**Data lines**

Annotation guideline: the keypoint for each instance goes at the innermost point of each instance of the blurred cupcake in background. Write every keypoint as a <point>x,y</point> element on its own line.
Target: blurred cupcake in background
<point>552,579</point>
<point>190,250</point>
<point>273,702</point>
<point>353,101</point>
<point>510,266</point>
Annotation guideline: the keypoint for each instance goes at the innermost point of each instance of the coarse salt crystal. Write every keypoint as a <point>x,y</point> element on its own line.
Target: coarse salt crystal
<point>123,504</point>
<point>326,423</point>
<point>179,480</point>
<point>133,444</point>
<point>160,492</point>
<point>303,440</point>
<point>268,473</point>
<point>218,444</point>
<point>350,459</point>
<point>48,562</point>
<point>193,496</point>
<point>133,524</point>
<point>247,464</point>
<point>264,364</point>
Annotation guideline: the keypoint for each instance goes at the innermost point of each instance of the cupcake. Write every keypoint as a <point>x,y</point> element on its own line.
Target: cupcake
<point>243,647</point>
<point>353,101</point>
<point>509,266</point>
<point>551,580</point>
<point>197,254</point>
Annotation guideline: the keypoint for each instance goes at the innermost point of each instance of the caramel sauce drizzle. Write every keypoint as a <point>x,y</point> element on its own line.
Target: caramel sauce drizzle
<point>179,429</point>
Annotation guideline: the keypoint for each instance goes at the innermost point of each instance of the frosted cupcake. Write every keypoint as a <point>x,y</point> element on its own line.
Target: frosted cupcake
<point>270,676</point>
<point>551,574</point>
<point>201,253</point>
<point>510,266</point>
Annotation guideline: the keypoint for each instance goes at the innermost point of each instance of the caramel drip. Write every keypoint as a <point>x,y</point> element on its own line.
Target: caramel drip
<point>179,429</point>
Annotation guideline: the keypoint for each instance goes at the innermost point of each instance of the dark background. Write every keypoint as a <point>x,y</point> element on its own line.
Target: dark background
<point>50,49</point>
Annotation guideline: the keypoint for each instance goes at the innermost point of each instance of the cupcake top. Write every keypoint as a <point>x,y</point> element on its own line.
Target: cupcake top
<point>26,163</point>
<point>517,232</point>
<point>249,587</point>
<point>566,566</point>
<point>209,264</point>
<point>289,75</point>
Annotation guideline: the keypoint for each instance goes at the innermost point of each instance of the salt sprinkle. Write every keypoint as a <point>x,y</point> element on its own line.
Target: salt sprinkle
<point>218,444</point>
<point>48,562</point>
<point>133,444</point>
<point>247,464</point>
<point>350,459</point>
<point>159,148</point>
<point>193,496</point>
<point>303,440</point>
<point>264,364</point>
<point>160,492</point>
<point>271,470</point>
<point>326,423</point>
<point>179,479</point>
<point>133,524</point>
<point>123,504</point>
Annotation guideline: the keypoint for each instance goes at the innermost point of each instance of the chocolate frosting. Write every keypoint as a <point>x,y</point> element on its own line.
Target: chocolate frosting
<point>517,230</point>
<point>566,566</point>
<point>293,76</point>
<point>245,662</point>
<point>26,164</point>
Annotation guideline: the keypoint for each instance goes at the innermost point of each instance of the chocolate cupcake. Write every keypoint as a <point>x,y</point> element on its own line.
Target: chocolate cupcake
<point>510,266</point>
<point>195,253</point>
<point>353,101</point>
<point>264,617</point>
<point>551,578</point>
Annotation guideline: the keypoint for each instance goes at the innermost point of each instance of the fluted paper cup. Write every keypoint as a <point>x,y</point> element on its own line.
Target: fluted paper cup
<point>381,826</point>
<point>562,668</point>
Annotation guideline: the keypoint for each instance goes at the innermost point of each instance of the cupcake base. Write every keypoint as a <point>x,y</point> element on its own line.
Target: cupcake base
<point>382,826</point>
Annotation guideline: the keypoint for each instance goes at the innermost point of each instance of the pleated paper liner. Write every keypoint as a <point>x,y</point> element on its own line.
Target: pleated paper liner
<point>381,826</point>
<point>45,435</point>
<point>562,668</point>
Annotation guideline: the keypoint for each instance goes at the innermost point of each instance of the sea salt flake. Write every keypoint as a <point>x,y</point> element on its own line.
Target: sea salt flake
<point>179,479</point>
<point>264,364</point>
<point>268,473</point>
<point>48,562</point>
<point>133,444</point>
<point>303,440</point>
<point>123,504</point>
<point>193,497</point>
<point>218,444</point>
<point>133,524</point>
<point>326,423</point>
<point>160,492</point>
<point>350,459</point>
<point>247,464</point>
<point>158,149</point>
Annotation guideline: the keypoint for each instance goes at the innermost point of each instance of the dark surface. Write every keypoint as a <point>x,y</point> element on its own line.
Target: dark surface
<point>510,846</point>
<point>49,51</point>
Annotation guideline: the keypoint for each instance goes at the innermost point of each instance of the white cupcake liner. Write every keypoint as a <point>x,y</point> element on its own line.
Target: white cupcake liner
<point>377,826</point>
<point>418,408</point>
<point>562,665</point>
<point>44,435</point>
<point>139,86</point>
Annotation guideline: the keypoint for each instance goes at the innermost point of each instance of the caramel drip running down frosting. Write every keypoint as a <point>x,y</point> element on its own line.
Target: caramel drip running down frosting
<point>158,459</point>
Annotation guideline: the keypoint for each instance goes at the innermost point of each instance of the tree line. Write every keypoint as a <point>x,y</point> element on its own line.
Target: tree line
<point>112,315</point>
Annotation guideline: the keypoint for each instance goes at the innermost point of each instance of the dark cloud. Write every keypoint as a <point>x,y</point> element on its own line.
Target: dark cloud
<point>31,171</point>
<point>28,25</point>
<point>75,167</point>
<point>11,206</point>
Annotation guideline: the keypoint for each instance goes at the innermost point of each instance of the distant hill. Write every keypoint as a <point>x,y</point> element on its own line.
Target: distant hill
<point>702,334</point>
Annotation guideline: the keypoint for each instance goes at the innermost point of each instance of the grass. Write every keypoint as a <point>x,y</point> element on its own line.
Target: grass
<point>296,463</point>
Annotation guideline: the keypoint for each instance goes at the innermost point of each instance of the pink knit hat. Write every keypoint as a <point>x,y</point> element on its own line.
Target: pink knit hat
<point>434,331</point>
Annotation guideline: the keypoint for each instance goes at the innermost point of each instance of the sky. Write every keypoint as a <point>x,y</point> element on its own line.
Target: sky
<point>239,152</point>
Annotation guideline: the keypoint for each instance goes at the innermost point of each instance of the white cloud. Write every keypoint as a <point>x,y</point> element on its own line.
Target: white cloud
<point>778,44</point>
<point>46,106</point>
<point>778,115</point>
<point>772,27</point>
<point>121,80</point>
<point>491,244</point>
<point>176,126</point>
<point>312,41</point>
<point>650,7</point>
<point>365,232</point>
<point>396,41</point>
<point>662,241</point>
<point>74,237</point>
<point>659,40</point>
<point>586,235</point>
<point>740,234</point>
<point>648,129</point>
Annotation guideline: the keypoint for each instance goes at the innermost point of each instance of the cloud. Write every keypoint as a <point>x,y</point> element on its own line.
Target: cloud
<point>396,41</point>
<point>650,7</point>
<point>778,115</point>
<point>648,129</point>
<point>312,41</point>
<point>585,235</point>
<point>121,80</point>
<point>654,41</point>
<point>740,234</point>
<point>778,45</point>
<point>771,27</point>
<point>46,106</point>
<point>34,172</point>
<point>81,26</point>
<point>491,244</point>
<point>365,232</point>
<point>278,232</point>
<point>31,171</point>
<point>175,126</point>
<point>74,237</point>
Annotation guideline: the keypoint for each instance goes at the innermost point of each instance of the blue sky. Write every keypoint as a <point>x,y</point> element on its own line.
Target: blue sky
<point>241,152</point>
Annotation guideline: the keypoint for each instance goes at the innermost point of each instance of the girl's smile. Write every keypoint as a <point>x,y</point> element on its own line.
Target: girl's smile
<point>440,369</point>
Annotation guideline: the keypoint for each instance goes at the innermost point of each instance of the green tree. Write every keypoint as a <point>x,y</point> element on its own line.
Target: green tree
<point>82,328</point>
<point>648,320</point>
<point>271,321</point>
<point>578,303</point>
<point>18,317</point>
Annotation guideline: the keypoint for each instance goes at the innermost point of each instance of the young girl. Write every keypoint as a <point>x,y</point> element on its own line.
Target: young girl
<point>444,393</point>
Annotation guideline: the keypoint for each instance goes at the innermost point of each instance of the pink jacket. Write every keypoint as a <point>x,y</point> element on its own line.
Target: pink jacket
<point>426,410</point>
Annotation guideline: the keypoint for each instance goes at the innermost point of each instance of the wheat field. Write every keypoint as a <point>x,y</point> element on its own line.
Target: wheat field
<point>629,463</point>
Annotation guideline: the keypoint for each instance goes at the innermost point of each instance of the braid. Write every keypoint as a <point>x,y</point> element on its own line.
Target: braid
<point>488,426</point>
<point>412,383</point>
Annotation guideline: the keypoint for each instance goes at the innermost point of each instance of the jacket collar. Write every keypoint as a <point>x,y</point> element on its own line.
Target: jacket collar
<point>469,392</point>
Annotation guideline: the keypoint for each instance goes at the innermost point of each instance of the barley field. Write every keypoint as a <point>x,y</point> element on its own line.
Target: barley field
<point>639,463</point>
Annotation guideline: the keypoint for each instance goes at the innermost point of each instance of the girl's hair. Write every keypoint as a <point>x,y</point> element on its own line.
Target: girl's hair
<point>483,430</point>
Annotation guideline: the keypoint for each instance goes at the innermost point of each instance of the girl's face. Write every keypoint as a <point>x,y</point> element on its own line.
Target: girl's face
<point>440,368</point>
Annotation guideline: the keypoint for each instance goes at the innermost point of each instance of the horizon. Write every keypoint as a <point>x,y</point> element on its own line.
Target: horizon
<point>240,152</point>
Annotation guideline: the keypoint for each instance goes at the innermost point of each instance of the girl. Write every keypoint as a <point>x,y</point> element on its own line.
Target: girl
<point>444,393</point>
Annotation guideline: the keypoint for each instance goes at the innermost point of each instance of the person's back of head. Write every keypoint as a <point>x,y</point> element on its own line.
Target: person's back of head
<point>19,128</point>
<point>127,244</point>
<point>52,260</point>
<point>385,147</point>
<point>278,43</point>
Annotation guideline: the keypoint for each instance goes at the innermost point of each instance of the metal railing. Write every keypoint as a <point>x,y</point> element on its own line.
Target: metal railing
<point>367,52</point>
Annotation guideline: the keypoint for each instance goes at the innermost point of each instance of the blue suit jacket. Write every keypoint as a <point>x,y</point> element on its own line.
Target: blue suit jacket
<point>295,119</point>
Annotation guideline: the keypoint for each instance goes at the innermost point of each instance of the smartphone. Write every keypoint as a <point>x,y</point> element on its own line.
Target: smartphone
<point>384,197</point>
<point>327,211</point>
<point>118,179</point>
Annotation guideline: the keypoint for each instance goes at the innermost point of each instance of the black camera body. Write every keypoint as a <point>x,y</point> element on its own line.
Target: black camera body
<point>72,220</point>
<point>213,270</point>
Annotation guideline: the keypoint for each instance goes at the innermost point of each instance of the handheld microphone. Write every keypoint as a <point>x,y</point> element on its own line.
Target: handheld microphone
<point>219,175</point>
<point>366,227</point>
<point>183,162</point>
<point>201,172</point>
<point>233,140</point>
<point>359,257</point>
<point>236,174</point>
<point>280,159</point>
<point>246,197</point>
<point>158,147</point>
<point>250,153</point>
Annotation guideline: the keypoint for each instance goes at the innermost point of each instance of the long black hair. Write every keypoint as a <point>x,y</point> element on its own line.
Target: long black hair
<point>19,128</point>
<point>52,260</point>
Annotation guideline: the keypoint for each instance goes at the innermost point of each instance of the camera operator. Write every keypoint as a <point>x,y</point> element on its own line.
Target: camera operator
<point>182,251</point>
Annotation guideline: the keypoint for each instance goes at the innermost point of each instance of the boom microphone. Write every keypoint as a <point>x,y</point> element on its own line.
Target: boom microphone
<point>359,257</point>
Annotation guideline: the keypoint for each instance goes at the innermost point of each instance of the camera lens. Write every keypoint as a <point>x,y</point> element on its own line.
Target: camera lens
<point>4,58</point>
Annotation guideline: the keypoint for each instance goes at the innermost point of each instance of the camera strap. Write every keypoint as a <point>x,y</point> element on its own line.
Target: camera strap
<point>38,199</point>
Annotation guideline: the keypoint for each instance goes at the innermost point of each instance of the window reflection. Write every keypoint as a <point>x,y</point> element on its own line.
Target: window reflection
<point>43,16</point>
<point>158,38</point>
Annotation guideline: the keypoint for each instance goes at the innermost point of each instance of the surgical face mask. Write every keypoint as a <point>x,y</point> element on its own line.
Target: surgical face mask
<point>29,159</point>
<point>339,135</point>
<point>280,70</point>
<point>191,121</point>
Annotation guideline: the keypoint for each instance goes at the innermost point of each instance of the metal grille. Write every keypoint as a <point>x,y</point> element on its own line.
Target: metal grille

**Short problem**
Reproduce the part of the material that opens with the line containing "the blue suit" and closes with the line containing "<point>213,270</point>", with every "smartphone" replaced by "mobile phone" and nothing else altered.

**Answer to the task**
Annotation guideline: the keypoint for each instance goes at the innermost point of each instance of the blue suit jacket. Write every keypoint as a <point>x,y</point> element on its own line.
Target: blue suit jacket
<point>295,119</point>
Annotation guideline: the keypoint for each instance goes at the innermost point of each instance of the mobile phone. Write every keypoint as a <point>x,y</point> element on its own line.
Target: mobile phone
<point>384,197</point>
<point>327,211</point>
<point>118,179</point>
Annotation guideline: the keypoint for each instance goes at the innermost point of each instance of the black camera body. Write every keypoint as a <point>x,y</point> element on its own line.
Target: black camera body
<point>72,220</point>
<point>213,270</point>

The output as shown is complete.